Source passage:
%%

Husband and I had a
minor fight over the weekend. (don’t ask me for details, I won’t discuss it here, hehe).
Since we were on a cold war, he watched (TV) on our bedroom, while I was on the living room. Surprisingly, we both landed on the same channel – HBO. They were airing COUPLES RETREAT.
Boy, it was very, very timely.
The movie was A comedy centered around four couples who settle into a tropical-island resort for a vacation. While one of the couples is there to work on the marriage, the others fail to realize that participation in the resort’s therapy sessions is not optional.
Pareho kaming tinamaan sa kwento ng isang couple.
When the marriage counselor asked them if how they marriage is, they both answered, ‘it’s fine, we are able to get through things nicely.’ The counselor asked them for to expand further on their answer. While explaining, the counselor blocked them off, and told them that he is not impressed.
The husband says his work is fine.
The wife hers is also fine.
The husband says he’s having enough time with friends.
The wife says she’s having enough time with friends, too.
The list goes on and on.
It was all HIS or HERS.
There was no WE, or US.
Their dreams did not include each other. No activity as a couple. No team work. they were both very eccentric.

%%

What you should do: Continue the blog post about watching Couples Retreat after a fight, starting right after its last sentence.

Listed entries:

%%

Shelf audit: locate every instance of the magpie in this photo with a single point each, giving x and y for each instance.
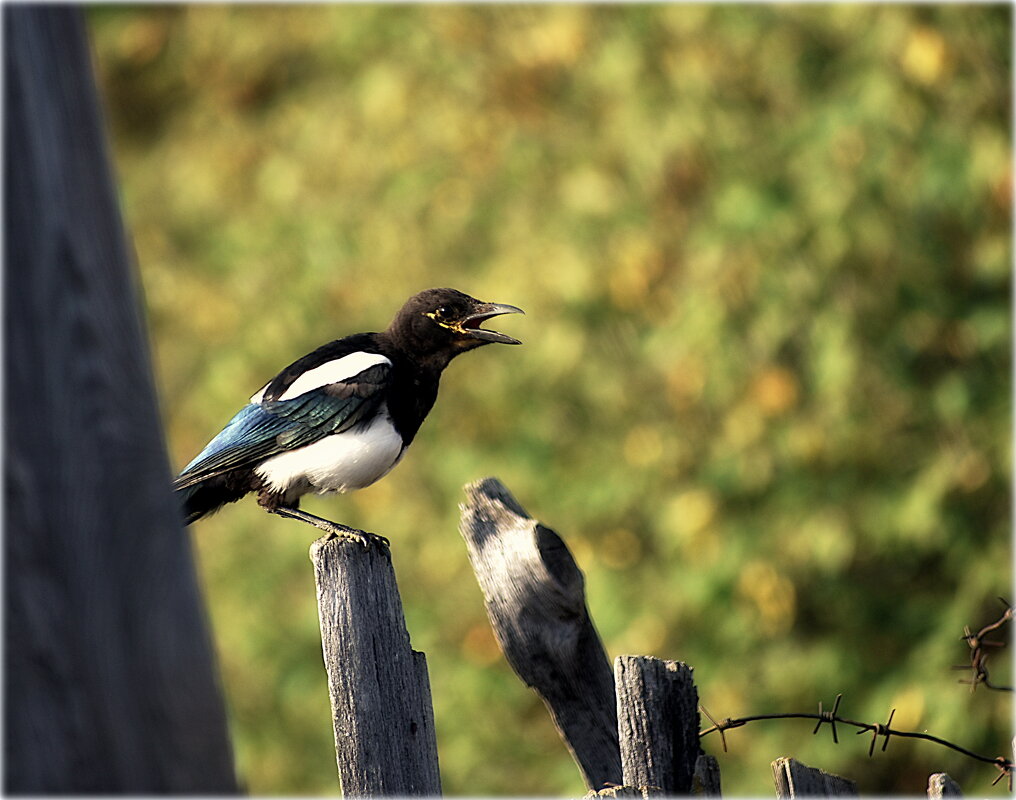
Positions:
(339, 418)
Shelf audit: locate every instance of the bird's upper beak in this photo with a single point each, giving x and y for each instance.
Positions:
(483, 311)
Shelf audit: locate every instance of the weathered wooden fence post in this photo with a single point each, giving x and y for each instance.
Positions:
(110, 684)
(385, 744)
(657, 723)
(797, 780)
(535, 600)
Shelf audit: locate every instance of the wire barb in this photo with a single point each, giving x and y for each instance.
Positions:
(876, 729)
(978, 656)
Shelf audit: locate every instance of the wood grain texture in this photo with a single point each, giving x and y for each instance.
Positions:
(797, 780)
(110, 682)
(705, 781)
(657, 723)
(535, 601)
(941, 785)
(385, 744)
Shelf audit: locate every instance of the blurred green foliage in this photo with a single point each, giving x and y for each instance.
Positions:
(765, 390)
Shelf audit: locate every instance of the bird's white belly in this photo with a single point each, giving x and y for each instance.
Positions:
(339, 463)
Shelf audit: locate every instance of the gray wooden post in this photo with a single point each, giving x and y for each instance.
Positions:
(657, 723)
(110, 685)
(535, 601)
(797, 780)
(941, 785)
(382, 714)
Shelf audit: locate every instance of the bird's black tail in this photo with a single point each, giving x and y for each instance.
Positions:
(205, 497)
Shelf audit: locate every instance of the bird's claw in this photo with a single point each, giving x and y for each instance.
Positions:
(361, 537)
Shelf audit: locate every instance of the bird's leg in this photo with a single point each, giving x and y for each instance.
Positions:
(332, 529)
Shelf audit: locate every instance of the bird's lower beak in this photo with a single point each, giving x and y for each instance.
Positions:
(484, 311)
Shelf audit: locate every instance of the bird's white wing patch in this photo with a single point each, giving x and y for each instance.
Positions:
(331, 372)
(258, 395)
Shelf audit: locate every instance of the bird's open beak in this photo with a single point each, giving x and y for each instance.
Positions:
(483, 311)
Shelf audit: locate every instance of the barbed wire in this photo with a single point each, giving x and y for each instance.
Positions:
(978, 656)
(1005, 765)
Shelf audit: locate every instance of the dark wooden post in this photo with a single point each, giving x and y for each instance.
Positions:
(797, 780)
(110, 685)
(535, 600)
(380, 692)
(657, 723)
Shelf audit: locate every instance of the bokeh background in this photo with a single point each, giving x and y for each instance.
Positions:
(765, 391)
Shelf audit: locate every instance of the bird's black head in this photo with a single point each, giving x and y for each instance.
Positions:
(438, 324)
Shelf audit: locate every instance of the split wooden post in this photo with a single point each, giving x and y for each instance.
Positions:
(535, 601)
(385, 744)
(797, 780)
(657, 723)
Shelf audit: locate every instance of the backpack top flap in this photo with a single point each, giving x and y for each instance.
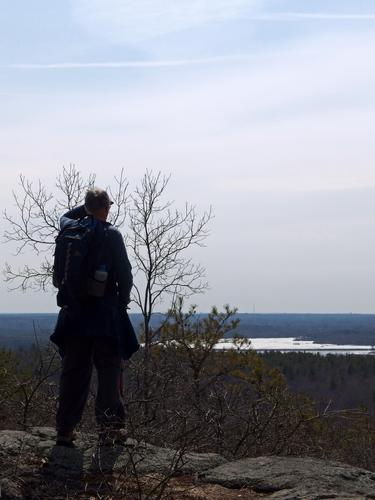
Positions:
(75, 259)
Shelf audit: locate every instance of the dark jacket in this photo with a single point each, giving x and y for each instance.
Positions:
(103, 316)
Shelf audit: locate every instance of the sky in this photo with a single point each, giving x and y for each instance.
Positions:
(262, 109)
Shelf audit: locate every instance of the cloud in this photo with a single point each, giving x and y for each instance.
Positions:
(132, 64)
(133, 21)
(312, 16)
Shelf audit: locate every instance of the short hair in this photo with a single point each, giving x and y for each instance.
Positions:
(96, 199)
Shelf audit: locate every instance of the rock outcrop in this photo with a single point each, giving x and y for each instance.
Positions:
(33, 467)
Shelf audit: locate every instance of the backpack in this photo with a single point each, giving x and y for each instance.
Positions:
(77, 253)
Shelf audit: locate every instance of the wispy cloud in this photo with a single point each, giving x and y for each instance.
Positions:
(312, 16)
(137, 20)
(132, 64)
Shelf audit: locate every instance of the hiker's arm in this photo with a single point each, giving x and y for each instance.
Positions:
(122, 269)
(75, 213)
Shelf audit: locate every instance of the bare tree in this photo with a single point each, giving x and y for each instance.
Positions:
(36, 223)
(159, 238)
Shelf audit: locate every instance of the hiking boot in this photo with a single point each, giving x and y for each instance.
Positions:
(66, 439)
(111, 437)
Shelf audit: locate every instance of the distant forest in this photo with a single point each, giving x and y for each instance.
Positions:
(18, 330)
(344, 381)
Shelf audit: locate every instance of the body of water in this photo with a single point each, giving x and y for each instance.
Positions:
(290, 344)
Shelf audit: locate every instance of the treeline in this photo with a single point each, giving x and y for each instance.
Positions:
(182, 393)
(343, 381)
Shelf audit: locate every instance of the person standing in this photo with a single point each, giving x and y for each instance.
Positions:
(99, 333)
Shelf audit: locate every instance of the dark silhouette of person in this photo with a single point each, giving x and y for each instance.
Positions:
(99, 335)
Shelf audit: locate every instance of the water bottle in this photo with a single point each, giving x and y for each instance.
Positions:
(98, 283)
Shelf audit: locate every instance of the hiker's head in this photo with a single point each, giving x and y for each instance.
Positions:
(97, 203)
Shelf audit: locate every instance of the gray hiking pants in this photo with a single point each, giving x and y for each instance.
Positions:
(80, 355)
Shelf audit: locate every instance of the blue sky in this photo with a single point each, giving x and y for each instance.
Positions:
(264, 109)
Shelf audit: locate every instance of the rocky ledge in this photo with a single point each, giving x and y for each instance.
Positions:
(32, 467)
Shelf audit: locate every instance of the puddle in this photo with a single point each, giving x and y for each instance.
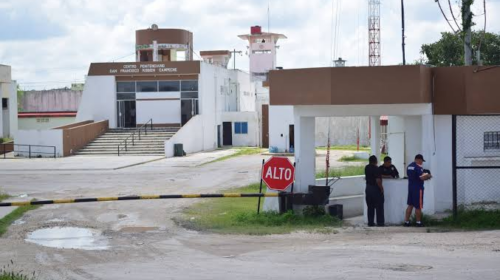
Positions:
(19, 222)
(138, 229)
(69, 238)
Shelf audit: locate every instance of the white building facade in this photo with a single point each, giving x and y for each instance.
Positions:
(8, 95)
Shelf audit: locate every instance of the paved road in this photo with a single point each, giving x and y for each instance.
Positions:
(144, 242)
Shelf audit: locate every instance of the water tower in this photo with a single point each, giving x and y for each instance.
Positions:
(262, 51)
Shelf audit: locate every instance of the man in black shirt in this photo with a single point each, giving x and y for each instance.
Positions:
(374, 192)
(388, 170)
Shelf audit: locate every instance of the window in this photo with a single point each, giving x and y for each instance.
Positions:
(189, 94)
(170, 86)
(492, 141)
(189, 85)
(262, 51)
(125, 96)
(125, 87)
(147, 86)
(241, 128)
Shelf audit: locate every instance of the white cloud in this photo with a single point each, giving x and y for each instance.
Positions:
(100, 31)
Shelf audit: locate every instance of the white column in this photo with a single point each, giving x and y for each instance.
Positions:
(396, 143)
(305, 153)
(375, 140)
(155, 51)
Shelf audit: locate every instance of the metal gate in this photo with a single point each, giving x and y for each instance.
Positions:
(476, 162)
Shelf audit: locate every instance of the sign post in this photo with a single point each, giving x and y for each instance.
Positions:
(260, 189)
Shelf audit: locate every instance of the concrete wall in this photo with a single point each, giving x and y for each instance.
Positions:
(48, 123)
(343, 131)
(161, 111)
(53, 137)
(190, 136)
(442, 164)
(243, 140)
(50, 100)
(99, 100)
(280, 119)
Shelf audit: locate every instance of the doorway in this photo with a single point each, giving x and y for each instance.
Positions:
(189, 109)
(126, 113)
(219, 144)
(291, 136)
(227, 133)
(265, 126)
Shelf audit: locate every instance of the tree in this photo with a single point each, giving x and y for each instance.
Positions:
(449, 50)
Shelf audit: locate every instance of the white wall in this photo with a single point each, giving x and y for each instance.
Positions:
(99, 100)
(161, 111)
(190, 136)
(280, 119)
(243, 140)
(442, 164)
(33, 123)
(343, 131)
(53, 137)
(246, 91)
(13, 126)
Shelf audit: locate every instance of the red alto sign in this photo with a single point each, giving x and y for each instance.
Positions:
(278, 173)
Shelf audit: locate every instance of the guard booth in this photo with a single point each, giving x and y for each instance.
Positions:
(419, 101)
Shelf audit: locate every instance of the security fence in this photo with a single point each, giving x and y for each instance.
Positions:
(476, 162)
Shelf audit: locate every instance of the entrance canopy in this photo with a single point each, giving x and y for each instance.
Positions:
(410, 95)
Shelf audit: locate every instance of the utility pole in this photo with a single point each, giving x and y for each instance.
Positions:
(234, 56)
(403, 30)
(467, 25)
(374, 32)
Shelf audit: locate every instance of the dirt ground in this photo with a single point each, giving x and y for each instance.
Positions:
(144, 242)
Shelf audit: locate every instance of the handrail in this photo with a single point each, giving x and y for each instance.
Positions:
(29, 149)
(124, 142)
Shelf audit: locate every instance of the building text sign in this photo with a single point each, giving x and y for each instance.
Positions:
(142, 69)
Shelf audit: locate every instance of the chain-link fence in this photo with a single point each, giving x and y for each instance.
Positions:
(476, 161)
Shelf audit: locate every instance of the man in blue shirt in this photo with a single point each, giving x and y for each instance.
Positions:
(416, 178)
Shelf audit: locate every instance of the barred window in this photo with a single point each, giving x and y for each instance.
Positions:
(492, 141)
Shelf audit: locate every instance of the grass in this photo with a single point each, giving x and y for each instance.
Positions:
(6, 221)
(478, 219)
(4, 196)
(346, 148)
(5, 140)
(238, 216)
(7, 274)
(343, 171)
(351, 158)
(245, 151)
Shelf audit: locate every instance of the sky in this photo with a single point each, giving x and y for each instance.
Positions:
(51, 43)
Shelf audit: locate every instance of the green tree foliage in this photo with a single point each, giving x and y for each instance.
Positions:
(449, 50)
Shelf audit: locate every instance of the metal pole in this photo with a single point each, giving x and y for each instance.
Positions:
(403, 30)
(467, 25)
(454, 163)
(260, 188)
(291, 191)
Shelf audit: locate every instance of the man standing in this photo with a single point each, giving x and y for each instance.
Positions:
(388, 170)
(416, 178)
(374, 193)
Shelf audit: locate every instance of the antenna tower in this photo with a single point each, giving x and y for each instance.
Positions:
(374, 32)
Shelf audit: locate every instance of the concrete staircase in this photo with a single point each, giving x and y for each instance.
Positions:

%%

Answer section:
You see, husband just got a little promotion this January. Additional workloads and projects were given to him. I was one proud wife, of course. I always believed he can do and manage it. It won’t be given to him, if his qualifications and capabilities didn’t show it, after all.
While I, is not working just as a Company Nurse / Health Officer. I do a lot of admin and HR works, too. I am tasked to do the HMO sourcing of our company, and since we are a GOCC, every purchase amounting to more than Php500,000 should undergo the dreaded Bids and Awards Process set by the PhilGEPS. Last year, it took me 4 months to complete the process (was even hospitalized while pregnant, and had to take an early maternity leave) . Aside from that, there’s a lot, lot more things to do – PHILHEALTH Benefit claims, SSS Sickness claims, Petty Cash Voucher and Balance, First Aid Treatments, Health Sessions, blah blah blah blah!
Everytime we arrive home, both of us feel so dead tired. Yes, we talk about how our day went, but just to lament and rant – everything negative. This has been happening for a few days now.
Para nalang kaming mag housemate, physically present at home, but mentally absent. So yun nga, last night, after the marriage counselor told the couple that he was not impressed, parang there’s a force who pulled me into our bedroom, stood at the door step, sobbed and told Peewee – ‘bati na tayo, huwag na tayong mag-away!’.
He hugged me tight. Kissed me on the forehead and said I love you. Haha. I was crying hard, and he was laughing hard, too! Salbahe talaga. He told me that he can’t believe we lasted long fight like this.
We sat down and discussed stuff. In between sobs, I told him my point, and told me he understands. Kung kelan daw kami naging mag-asawa, saka kami nag-away ng ganun. We only had one major fight furing our bf/gf stage, and hours lang ang binilang before we patched things up. Eto, 2 days! Hehe.
I am not sure if we’re not gonna fight about this thing anymore, one thing, we now know how to deal with this, easily, and more peaceful. We ended the night the sweetest and most romantic way possible, it’s not yet too late, diba.